** Goal **
Answer these questions from the passage on Inchaffray Abbey:
1. Who is the proprietor of the ruin and the few acres around it?
2. What did the ploughman-tenant discover while digging?
3. What figure is engraved on the slab that was identified as the lid of Abbot Maurice's coffin?

start Extract

And now the old Abbey fell on troublous times. The Reformation--that harbinger of good not unmixed with evil--closed the book of the monastery. It is strange and sad that ecclesiastical changes should partake so largely in the destruction of buildings and the spoliation of belongings. Never yet did religious fanaticism satisfy its own desires without simultaneously and obligingly ministering to the rapacity of the attendant greedy grabber. And so Inchaffray, experiencing the fate of other such establishments, had its walls torn down, its vessels strewn and broken, its canons put to flight or death, its revenues disposed by rude, regardless hands. The Earl of Kinnoull is the proprietor of the ruin and the few acres that surround it. These gave him the patronage of the seven parishes with which, we observed, the convent had been endowed.
Quite a crop of stories are told in connection with the demolition of Inchaffray. It is said, for instance, that long ago the ploughman-tenant of the dwelling contiguous to the convent discovered, while digging, the golden image "of a sow." This relic (for relic it was supposed to be of the abbey practices) he carefully secreted, but latterly converted into current coin, and became himself a very wealthy man. But perhaps the most reliable and authenticated is the following:--A Fowlis widower, lately bereaved, sought to find a grave-stone to honour his spouse's memory. Either he was too fastidious or too ungenerous, but he abstracted from Inchaffray a stone to be utilised for this solemn purpose. The writer quite lately identified the stone as the lid of the coffin of Abbot Maurice. There is the figure of a battle-axe engraved upon the slab.

end Extract
start Entries supplied

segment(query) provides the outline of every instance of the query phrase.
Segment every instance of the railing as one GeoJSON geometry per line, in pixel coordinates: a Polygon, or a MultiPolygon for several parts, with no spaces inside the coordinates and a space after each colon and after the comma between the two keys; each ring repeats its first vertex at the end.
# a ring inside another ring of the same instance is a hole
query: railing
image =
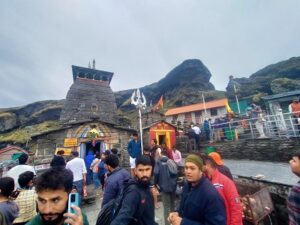
{"type": "Polygon", "coordinates": [[[210,140],[237,140],[275,137],[299,137],[300,118],[292,113],[261,115],[256,119],[239,119],[211,124],[210,140]],[[299,121],[298,121],[299,120],[299,121]]]}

end Entries supplied

** Result **
1. The Earl of Kinnoull.
2. The golden image "of a sow."
3. A battle-axe.